| WHAT IS EXPECTED |
Reproduce each of the entries below verbatim, line for line.

(Dataset excerpts on pointing at objects)
--------------------

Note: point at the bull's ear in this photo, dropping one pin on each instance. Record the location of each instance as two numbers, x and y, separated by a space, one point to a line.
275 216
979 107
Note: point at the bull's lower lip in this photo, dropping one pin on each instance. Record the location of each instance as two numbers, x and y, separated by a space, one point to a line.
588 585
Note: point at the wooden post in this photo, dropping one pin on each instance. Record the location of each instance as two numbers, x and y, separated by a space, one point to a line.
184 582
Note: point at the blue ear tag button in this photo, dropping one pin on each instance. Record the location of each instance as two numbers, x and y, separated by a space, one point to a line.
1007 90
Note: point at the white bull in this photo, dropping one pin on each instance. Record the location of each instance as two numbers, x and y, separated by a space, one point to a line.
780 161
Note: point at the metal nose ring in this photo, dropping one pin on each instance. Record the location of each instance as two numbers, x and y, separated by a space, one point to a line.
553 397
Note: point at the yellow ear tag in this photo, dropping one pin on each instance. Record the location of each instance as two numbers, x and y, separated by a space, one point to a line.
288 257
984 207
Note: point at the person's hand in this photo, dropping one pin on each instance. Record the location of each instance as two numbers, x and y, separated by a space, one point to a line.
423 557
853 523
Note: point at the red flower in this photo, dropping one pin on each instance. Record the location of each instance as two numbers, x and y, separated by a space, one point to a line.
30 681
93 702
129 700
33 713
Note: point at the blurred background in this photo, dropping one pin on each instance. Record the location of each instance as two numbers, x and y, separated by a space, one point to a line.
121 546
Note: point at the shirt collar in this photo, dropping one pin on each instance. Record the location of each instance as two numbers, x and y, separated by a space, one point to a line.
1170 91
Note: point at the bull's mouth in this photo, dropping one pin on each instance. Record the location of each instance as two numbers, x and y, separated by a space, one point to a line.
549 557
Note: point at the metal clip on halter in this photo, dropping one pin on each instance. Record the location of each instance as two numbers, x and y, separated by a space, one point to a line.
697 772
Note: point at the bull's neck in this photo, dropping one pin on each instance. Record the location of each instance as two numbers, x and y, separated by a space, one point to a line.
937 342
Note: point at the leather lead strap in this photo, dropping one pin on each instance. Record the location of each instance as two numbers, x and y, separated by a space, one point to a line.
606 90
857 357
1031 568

--------------------

| COMPLETE ANSWER |
Note: point at the bull's ear in this photo, dropping one pin on each instance. Record the location of each instance as two numbers, x and y, separated by a space, one point to a line.
275 216
979 107
Note: point at the bull's lower lip in this photo, dropping one pin on each instance. Record the location of each instance as two numbers, x and y, separated by a space, one point to a line.
588 585
Note: point at the wooden post in this photo, dropping one pin on each instance. Record the location of each instance as two numbers, x and y, separated by a space, one point to a line.
184 582
Note: point at the blue ear tag button in this photo, dropping one pin on each instance. Record the location of each instance as two numbers, x and y, separated by a space, one point to a line.
1007 90
Note: point at the white bull in this photo, dropping one pin on each instance. Record the location of each instance as two numbers, x and y, separated by a space, one point to a line.
780 161
Note: point at the metal nose ring in this photo, dropping one pin on each instance. Record the location of each instance as two numbers, x and y, separated by a space, one point to a line.
553 397
Note: point at the yellow ear tag in this photo, dropping one pin on each instance. Record the location of each instance as two numbers, x and y, separated by a space, one point to a line.
288 257
984 207
Note: point at the person's hand in this photo, dropping one pin on each instance. Record the location of each instance as two numbers, x and y, separated by a space, one point to a line.
423 557
853 523
Note: point at the red flower in this photo, dropping one pin on each instance. Record the location of each instance as two numbers, x and y, separated by a space, one point to a line.
30 681
93 702
129 700
33 713
Note: point at the blurred background in this photo, dropping one pin on each instance. Record the location of each instance as two numbers, x and y, separated by a space, one point to a line.
121 546
Note: point at the shirt collar in this photo, dropping one pin on each instance. Record the location of each instance as two numbers, x and y, separated by a space, one point to a line.
1170 91
Note: point at the bull's mouth in this photo, dropping one pin on each instance. Record the location of each instance as two numbers, x and y, separated by a space, one point to a line.
549 557
Note: point at the metal clip on halter in this photo, dropping one pin on each instance. Record the location of each instance as two numbers, x and y, separated by a space, one point to a line.
697 772
Note: point at the bull's neck in this photo, dropping one pin on each instance. Record the location of each instance as two numbers, x and y, separated by a space, one point to a line.
937 342
Note: point at the leather lead strap in this photo, dropping one pin on each instance. Record the location of each instance as two numbers, x and y, separated by a space, one point to a line.
606 90
857 357
1031 568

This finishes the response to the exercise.